_EXERCISE DIRECTIONS:_ Return all of the data exactly as written, without the pictures.
——
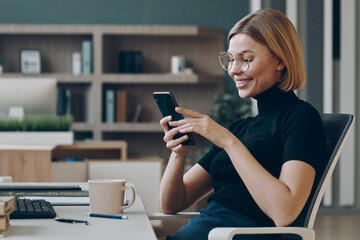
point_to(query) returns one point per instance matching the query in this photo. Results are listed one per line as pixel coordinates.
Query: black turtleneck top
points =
(285, 129)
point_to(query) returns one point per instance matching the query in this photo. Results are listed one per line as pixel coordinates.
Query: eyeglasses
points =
(226, 61)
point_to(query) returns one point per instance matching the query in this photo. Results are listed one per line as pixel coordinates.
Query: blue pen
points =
(107, 216)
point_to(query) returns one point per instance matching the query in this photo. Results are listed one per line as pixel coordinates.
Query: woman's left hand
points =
(202, 125)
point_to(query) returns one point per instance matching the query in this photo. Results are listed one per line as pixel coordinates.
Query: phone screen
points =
(167, 103)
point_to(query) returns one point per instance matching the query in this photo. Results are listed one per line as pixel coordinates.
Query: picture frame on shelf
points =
(30, 61)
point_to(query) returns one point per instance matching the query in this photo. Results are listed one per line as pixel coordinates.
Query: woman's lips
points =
(242, 83)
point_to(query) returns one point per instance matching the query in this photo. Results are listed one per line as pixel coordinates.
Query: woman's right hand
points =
(171, 143)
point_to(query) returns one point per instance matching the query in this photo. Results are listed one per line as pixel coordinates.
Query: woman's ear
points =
(280, 66)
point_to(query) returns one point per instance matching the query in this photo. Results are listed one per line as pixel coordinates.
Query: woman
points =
(261, 170)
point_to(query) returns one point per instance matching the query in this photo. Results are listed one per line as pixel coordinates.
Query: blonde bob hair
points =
(274, 30)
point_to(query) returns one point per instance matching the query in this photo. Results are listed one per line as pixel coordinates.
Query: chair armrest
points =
(180, 215)
(228, 233)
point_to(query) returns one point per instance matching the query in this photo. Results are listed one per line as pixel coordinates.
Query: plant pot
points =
(37, 138)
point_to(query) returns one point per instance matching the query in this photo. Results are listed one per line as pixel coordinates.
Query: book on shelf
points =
(137, 112)
(86, 57)
(7, 206)
(63, 102)
(4, 223)
(121, 106)
(110, 106)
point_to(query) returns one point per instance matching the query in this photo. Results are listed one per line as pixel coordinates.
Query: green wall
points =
(210, 13)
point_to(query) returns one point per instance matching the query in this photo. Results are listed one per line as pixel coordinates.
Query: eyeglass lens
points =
(226, 61)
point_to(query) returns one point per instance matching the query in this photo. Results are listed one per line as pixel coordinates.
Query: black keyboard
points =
(32, 208)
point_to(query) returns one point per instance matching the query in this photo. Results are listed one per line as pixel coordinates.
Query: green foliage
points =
(37, 123)
(230, 107)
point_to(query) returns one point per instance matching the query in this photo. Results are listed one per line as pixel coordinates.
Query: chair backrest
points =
(336, 128)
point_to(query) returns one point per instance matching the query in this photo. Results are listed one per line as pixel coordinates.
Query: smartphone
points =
(167, 103)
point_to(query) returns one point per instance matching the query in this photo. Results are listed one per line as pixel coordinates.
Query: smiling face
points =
(265, 68)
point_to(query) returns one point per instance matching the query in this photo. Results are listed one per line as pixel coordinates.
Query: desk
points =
(136, 227)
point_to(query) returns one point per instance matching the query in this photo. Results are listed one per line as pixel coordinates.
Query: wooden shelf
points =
(57, 43)
(149, 127)
(160, 78)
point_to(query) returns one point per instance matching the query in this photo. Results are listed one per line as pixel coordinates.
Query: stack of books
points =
(7, 206)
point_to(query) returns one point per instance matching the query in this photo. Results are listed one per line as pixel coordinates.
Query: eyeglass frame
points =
(232, 59)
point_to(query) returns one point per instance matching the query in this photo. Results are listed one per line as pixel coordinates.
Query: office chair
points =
(336, 127)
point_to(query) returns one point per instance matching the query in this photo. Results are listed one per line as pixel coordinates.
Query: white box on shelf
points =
(37, 138)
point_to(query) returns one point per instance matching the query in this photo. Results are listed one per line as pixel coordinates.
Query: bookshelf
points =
(57, 43)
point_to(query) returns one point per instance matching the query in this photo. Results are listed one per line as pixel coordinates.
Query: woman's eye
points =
(247, 60)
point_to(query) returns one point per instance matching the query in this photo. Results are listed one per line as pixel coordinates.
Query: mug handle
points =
(132, 199)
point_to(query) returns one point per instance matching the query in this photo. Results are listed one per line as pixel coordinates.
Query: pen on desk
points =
(107, 216)
(71, 220)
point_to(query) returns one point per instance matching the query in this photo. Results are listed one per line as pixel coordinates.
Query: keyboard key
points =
(27, 208)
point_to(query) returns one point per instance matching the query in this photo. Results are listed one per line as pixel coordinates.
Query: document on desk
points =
(63, 201)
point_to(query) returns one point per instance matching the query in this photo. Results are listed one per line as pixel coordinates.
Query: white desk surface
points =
(136, 227)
——
_THE RESPONSE:_
point_to(query) returns one point per instance matching the query in this photo. Results are listed one per line as pixel coordinates.
Query: black turtleneck top
points =
(285, 129)
point_to(query) returns one point per instance matching the query in this photo. Results are listed one per line as pixel coordinates.
Query: eyeglasses
points =
(226, 61)
point_to(query) returns one point per instance matching the query in this photo. Results are listed one per line as pixel coordinates.
Query: blue pen
points =
(107, 216)
point_to(query) returns one point per instance matching the query in this photo. Results are listed one per line as pixel coordinates.
Query: woman's left hand
points =
(202, 125)
point_to(query) returns one point per instance matching the query in this photo. Results are listed one per line as pixel coordinates.
Query: phone screen
points =
(167, 103)
point_to(query) returns one point per instance matching the query in this photo. Results are listed one per line as pixel coordinates.
Query: picture frame on shelf
points =
(30, 61)
point_to(query) returns one point per instance matching the query in this photo. Results are listed one per line as pixel coordinates.
Query: woman's lips
points =
(242, 83)
point_to(query) returns one point per instance matching the query in this photo. Results are listed one per line as pixel coordinates.
Query: woman's right hand
points =
(171, 143)
point_to(query) returns one point per instance matching the query in this photo. Results are listed one per line as pixel coordinates.
Query: woman's ear
points =
(280, 66)
point_to(query) returns one point per instance matching the query in this photo. Results are listed one per line as pixel coordinates.
Query: woman
points =
(261, 170)
point_to(query) returns one point per instance matching the query in this photo. Results are listed one per line as pixel coordinates.
Query: blonde bob hair
points =
(274, 30)
point_to(query) returns one point per instance matching the query in this photo. Results are listed one per line as pixel coordinates.
Query: chair armrest
points =
(180, 215)
(228, 233)
point_to(query) returns one point per instance matching the query in this photo. Results are listed one per line as pixel coordinates.
Query: plant pot
points =
(37, 138)
point_to(query) returns one point per instance matching the query in this photo. Results are listed one per line as pixel coordinates.
Query: book on shelf
points =
(137, 112)
(86, 57)
(7, 206)
(63, 102)
(4, 223)
(121, 106)
(110, 106)
point_to(query) returns one point per instance matching the query in this photo. Results are listed one per line as pixel coordinates.
Query: green wall
points =
(210, 13)
point_to(query) returns one point per instance matching the query in this photo. Results are listed one per line as pixel coordinates.
Query: eyeglass lens
points =
(226, 61)
point_to(query) returns one point per instance matching the query in this photo. Results are listed one per line as pixel coordinates.
Query: black keyboard
points =
(32, 208)
point_to(query) returns one point per instance matching the query in this photo. Results are listed one per line as pixel coordinates.
Query: green foliage
points =
(37, 123)
(230, 107)
point_to(query) returns one point per instance matching the query in this photo. Results are listed one per line as pixel coordinates.
Query: chair backrest
points =
(336, 128)
point_to(query) returns one point per instance matching the query in this photo. Results are listed one per line as pixel coordinates.
Query: smartphone
points =
(167, 103)
point_to(query) returns one point per instance matching the query in this photo. Results are listed one per line as pixel coordinates.
Query: smiling face
points =
(265, 68)
point_to(query) returns one point per instance matching the query in this photo. Results are listed one per line as pixel coordinates.
Query: desk
points =
(136, 227)
point_to(query) returns one point per instance matching the query in this photo. Results are listed one per line as pixel coordinates.
Query: wooden shelf
points =
(57, 43)
(149, 127)
(160, 78)
point_to(query) returns one point per instance matching the query in this photo. Results are listed one per line as pixel coordinates.
Query: stack of books
points =
(7, 206)
point_to(query) returns one point per instance matching the query in this photo. Results are listed one per line as pixel coordinates.
Query: eyeglass frame
points =
(232, 59)
point_to(query) returns one point per instance matching the query in this photo. Results are listed one per line as pixel coordinates.
Query: office chair
points =
(336, 127)
point_to(query) returns one point per instance matching the query in this photo. Results are listed one per line as pixel coordinates.
Query: white box on shelf
points =
(37, 138)
point_to(query) returns one point per instance matching the query in this photo. Results are listed one per line as pixel coordinates.
Query: bookshelf
points =
(57, 43)
point_to(query) returns one point per instance matching the query in this photo. Results are listed one per line as pixel coordinates.
Query: woman's eye
points =
(247, 60)
point_to(query) returns one point per instance matching the query in this photo. Results are listed one per line as pixel coordinates.
Query: mug handle
points =
(132, 199)
point_to(query) returns one point per instance matching the query in this photo. Results are listed one per line as pixel coordinates.
Query: pen on desk
points =
(107, 216)
(71, 220)
point_to(query) returns one point per instance matching the query in this photo. Results are listed one per line as pixel coordinates.
Query: keyboard key
points =
(27, 208)
point_to(query) returns one point per instance matching the query in this photo. Results are listed one per line as pixel coordinates.
Query: document on desk
points =
(63, 201)
point_to(query) returns one point per instance matching the query in this photo. Results are listed one per line as pixel coordinates.
Query: white desk surface
points =
(136, 227)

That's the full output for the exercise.